What is expected — In the data below, the answer is the run of lines from the line containing "Where can you see the turned" through the line containing "Where can you see the ornate", both included; print it exactly and nothing else.

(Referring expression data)
* * * * * * * * *
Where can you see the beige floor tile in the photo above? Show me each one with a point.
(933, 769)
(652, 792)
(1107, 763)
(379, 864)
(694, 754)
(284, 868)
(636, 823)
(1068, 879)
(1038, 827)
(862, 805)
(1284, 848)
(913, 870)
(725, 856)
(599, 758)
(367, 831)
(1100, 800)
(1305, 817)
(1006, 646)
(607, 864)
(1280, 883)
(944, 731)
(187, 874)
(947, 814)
* * * * * * * * *
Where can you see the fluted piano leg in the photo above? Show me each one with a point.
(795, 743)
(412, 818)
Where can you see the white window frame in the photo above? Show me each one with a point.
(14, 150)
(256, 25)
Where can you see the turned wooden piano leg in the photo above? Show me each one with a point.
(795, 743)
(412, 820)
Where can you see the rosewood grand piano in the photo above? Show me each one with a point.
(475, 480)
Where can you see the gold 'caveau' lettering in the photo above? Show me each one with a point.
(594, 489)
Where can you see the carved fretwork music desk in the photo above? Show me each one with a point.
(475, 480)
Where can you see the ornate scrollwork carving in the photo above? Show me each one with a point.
* * * * * * * * *
Result of the task —
Where can you see the turned wooden piano leg in the photo above? Show me each one with a point.
(795, 743)
(412, 820)
Where can you see the rosewood grand piano in the photo above? Show me each one with a point.
(475, 480)
Where can you see the gold 'caveau' lettering in the photo above? Show me each one with a point.
(594, 489)
Where can you see the carved fretwork music desk in the photo above? Show me each one with a point.
(475, 480)
Where can you see the ornate scrollwork carving in the photo above? Show me each one with a point.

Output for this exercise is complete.